**Your task:**
List each line of the entries below that contains the string "parts". Matching is case-sensitive.

----- Dataset excerpts -----

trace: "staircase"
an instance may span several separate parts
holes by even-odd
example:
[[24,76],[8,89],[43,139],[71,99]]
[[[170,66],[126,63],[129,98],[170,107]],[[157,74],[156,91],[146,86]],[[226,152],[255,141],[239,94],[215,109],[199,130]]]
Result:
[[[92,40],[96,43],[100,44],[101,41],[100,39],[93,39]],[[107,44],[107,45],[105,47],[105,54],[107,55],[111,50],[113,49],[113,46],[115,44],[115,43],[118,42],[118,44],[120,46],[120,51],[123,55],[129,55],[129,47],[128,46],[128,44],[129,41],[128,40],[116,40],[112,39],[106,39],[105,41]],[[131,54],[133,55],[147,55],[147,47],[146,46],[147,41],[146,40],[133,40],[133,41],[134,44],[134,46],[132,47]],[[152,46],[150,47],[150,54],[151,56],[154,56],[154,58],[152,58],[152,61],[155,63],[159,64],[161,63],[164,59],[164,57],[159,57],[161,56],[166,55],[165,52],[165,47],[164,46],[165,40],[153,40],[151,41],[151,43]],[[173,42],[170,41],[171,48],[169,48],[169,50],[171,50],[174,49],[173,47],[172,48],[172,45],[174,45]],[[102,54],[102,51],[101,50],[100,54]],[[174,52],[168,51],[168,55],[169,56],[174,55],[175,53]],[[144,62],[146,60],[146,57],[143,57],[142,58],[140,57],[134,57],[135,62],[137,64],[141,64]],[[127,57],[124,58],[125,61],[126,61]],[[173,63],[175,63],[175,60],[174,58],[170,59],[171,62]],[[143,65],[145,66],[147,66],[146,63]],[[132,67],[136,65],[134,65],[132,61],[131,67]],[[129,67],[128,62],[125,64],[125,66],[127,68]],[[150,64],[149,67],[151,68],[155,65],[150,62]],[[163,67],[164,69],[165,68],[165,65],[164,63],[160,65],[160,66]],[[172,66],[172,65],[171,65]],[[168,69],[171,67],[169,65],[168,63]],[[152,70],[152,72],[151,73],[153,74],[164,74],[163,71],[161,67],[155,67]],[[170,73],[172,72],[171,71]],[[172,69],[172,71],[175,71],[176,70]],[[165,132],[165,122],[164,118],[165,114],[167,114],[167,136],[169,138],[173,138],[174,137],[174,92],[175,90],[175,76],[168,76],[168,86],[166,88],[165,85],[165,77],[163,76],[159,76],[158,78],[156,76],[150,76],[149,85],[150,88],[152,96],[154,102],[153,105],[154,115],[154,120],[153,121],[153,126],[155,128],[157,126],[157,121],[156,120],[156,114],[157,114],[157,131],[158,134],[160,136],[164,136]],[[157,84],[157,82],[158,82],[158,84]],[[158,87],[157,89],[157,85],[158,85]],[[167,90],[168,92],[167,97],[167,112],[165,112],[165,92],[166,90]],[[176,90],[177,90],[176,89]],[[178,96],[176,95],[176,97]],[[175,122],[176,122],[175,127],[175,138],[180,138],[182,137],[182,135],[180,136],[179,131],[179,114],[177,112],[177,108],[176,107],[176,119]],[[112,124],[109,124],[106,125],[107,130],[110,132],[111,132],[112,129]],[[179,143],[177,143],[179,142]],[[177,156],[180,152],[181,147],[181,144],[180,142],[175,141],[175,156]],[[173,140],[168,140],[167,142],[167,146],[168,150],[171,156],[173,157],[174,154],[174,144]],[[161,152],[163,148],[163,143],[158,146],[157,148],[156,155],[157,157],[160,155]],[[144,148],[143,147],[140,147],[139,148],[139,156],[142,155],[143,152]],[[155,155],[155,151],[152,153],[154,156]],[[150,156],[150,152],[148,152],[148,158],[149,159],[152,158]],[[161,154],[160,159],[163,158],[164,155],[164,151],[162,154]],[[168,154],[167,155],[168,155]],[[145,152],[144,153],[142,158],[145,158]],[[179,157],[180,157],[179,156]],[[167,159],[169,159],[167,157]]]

-----

**Finished answer:**
an instance may span several separate parts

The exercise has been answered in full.